* [Exercise task]: List each line in the entries below that contains the word "wooden".

* [Entries]:
****************

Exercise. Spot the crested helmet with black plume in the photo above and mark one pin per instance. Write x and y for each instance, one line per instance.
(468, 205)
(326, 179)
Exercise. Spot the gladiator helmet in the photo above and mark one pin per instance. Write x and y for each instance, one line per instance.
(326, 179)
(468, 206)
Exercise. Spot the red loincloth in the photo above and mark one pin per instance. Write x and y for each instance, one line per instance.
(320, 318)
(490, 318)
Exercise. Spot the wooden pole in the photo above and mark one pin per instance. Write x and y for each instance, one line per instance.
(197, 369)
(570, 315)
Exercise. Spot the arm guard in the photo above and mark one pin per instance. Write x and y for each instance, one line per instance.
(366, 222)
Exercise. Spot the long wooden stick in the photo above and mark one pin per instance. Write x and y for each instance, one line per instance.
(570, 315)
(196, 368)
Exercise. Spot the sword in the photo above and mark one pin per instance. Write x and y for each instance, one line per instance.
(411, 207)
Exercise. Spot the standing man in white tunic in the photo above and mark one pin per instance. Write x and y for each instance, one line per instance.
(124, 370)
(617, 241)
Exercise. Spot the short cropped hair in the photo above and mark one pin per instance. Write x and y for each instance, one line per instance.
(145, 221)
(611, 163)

****************

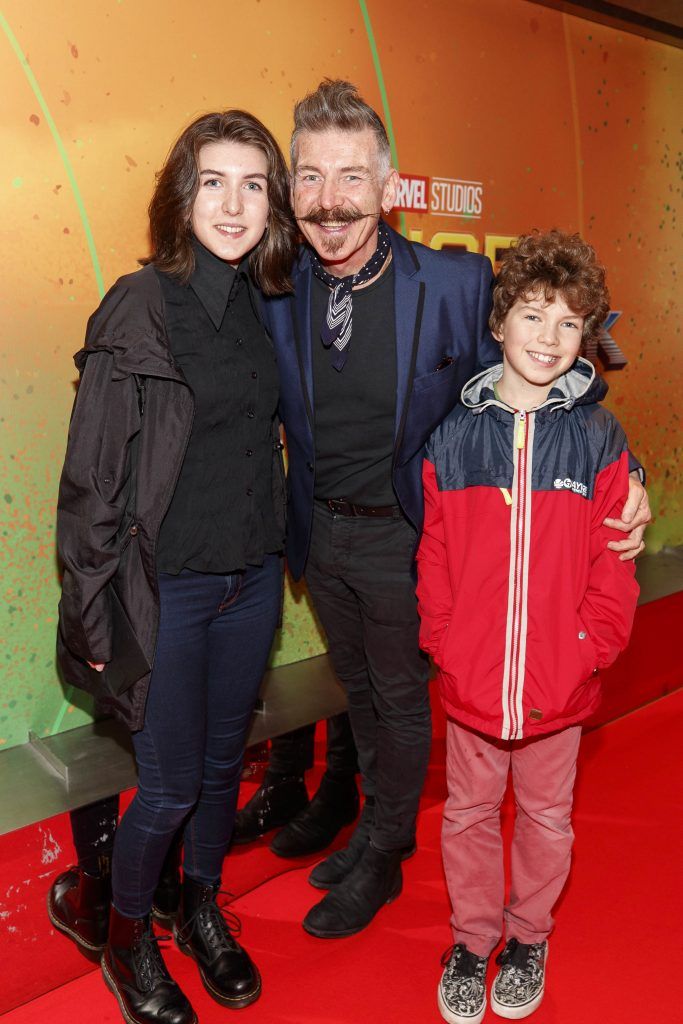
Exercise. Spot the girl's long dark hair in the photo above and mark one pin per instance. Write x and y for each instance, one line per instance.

****************

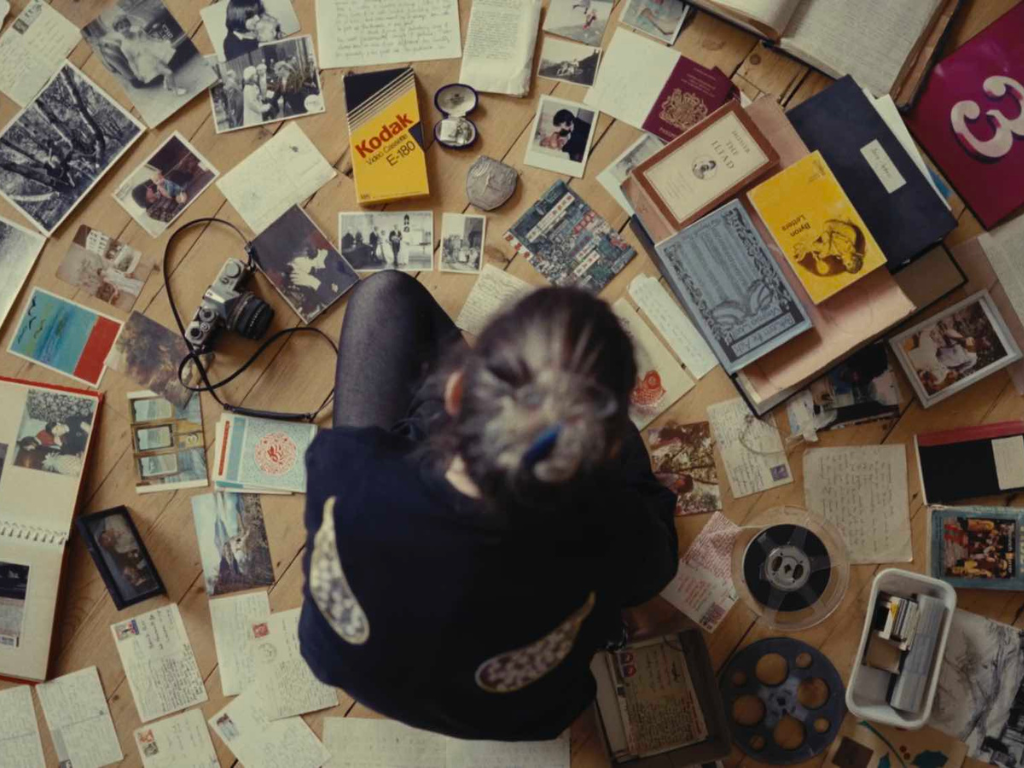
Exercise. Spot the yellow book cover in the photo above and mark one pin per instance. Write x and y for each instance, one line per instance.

****************

* [Output for this task]:
Exercise. Spot the wooden pole in the photo above and mark one pin per instance. Write x and y for each instance, one line per instance.
Exercise. Spot the long wooden stick in the photo above and mark one pin per instance. Write x and y for each instance, one line per instance.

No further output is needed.